— begin —

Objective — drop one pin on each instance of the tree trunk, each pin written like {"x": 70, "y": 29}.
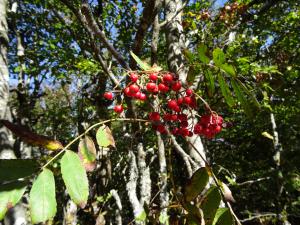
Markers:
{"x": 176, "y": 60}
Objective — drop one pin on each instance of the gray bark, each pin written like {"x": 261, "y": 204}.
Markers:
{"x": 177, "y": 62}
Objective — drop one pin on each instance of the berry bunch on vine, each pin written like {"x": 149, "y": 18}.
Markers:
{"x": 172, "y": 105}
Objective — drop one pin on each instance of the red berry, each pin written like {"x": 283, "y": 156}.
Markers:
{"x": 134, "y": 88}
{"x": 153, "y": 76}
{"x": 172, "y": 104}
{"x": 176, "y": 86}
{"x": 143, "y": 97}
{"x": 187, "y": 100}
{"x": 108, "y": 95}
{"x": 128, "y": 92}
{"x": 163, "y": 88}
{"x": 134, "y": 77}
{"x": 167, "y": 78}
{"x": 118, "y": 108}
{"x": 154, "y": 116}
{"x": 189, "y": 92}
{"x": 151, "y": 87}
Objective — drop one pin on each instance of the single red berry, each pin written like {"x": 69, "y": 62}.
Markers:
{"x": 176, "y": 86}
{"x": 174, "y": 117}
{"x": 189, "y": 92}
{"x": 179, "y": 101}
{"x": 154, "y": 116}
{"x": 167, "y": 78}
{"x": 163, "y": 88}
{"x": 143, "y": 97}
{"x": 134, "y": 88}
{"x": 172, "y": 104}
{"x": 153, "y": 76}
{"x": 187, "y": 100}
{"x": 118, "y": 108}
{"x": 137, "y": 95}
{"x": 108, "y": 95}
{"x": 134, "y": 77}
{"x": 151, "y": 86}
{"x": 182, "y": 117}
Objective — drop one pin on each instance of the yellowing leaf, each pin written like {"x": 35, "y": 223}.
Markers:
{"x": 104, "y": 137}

— end —

### OBJECTIVE
Extract exactly the lines between the line containing "Objective — drop one pin on each instance of the gray" and the end of the data, including both.

### RESPONSE TO THE TASK
Objective — drop one pin on each instance of the gray bark, each pin written like {"x": 261, "y": 204}.
Markers:
{"x": 177, "y": 62}
Objective — drop one pin on each instance of the berry bunch on vine, each pin written like {"x": 149, "y": 18}.
Markers:
{"x": 172, "y": 105}
Objective — drop one pin on each instance of the red berry, each pin written like {"x": 283, "y": 156}.
Markers:
{"x": 134, "y": 88}
{"x": 153, "y": 76}
{"x": 172, "y": 104}
{"x": 176, "y": 86}
{"x": 143, "y": 97}
{"x": 187, "y": 100}
{"x": 108, "y": 95}
{"x": 128, "y": 92}
{"x": 163, "y": 88}
{"x": 134, "y": 77}
{"x": 167, "y": 78}
{"x": 118, "y": 108}
{"x": 154, "y": 116}
{"x": 189, "y": 92}
{"x": 151, "y": 87}
Objective — drop one pin on each instance of the single red berry, each pin written like {"x": 69, "y": 62}.
Markers:
{"x": 176, "y": 86}
{"x": 174, "y": 117}
{"x": 189, "y": 92}
{"x": 179, "y": 101}
{"x": 154, "y": 116}
{"x": 167, "y": 78}
{"x": 163, "y": 88}
{"x": 143, "y": 97}
{"x": 134, "y": 88}
{"x": 172, "y": 104}
{"x": 153, "y": 76}
{"x": 187, "y": 100}
{"x": 118, "y": 108}
{"x": 137, "y": 95}
{"x": 108, "y": 95}
{"x": 134, "y": 77}
{"x": 151, "y": 86}
{"x": 182, "y": 117}
Objective — drop one pin on each instance of the yellowing leaf, each pin written like {"x": 35, "y": 223}.
Markers:
{"x": 104, "y": 137}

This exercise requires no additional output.